Ventricular assist devices are small devices that are implanted in the heart to help the heart pump blood from the ventricles to the rest of the body.  

The device is a kind of mechanical pump and is used in people who have a weak heart or who have heart failure.  

The device is implanted during an open heart surgery which is done under general anaesthetic. The procedure has its risks and lasts between four and six hours.  

There are three types of ventricular assist devices; a left ventricular assist device, a right ventricular assist device, and a biventricular assist device which helps both sides of the heart.    

Why would you do it?

Ventricular assist devices are used for different reasons: 

  • The patient needs a heart transplant. The device is implanted temporarily until a donor heart is available, this is known as a bridge to transplantation. The device enables blood to continue to be pumped through the heart as it is unable to do so unaided.  
  • If the patient is not eligible for a transplant due to other conditions. In a lot of cases, the ventricular assist device improves other organ function or the conditions that made having a transplant unfeasible.    
  • The patient is not a good candidate for a transplant. Ventricular assist devices are being increasingly used as a long term solution for people who are not a candidate for a transplant, people over 65 years old for example.
  • The patient’s heart rate may return to normal, which is known as temporary heart failure. In these cases, the device is implanted until the myocardium, heart muscle, is able to pump blood. The device may be temporarily placed after heart surgery.  

What does it involve?

Ventricular assist devices are implanted through open heart surgery, which involves significant risks for the patient.  

During the surgery, the patient will be connected to a ventilator through a tube to the lungs.  

An incision will be made in the chest for the ventricular assist device to be implanted. Medications may be used beforehand to stop the heart, in which case a heart-lung machine will be used to ensure the blood remains oxygenated.

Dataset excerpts
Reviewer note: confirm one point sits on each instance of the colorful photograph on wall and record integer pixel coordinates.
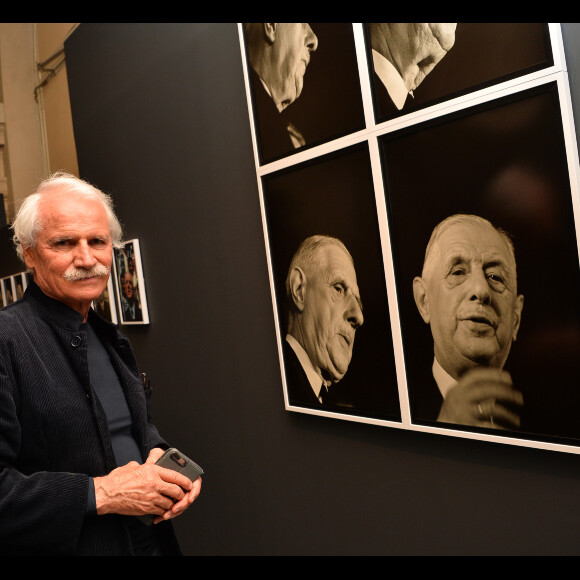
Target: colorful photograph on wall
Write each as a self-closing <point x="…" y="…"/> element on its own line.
<point x="130" y="285"/>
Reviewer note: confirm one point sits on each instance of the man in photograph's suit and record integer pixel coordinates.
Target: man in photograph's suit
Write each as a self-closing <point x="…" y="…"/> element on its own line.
<point x="403" y="55"/>
<point x="325" y="310"/>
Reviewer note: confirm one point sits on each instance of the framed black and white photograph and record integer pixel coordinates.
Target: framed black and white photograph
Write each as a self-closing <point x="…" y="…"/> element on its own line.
<point x="130" y="284"/>
<point x="336" y="306"/>
<point x="303" y="85"/>
<point x="485" y="145"/>
<point x="105" y="303"/>
<point x="416" y="65"/>
<point x="505" y="161"/>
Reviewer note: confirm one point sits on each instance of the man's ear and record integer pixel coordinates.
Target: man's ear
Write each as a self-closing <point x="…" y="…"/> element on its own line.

→ Activity 1:
List the three types of ventricular assist devices that the text on ventricular assist devices names.
→ Activity 2:
Rewrite the passage of the text on ventricular assist devices that begins at the words "What does it" and stops after "blood remains oxygenated.", putting "recipient" wherever "patient" appears.
→ Activity 3:
Continue the text on ventricular assist devices from its last sentence.

→ Task result 1:
- Left ventricular assist device
- Right ventricular assist device
- Biventricular assist device

→ Task result 2:
What does it involve?

Ventricular assist devices are implanted through open heart surgery, which involves significant risks for the recipient.  

During the surgery, the recipient will be connected to a ventilator through a tube to the lungs.  

An incision will be made in the chest for the ventricular assist device to be implanted. Medications may be used beforehand to stop the heart, in which case a heart-lung machine will be used to ensure the blood remains oxygenated.

→ Task result 3:
The surgical team will then implant the ventricular assist device. It will work with a tube that carries blood from the left ventricle to a pump, which then transports it to the aorta.

When the device is seen to work properly, the heart-lung bypass machine will be turned off.

How to prepare for it

Medical tests that are carried out when assessing the condition include; a chest radiography, echocardiography, an electrocardiogram, and cardiac catheterisation.  

The medical team will show the patient, and their family, how to use the device and learn how to live with it.  

Post-operative care

After the procedure the patient will be in the intensive care unit for a few days. They will be given medication, fluid, and food intravenously. There may be issues with the lungs, in these cases patients are put on a ventilator a few days.  

The medical team will guide the patient through recovery until they can go home.

The patient will need to take antibiotics and anticoagulants after the procedure. This is to avoid infections and other complications that could arise.  

The patient will need to have follow-up appointments, tests, and be closely monitored. The first month after the procedure check-ups will be done on a weekly basis to ensure the device is working correctly.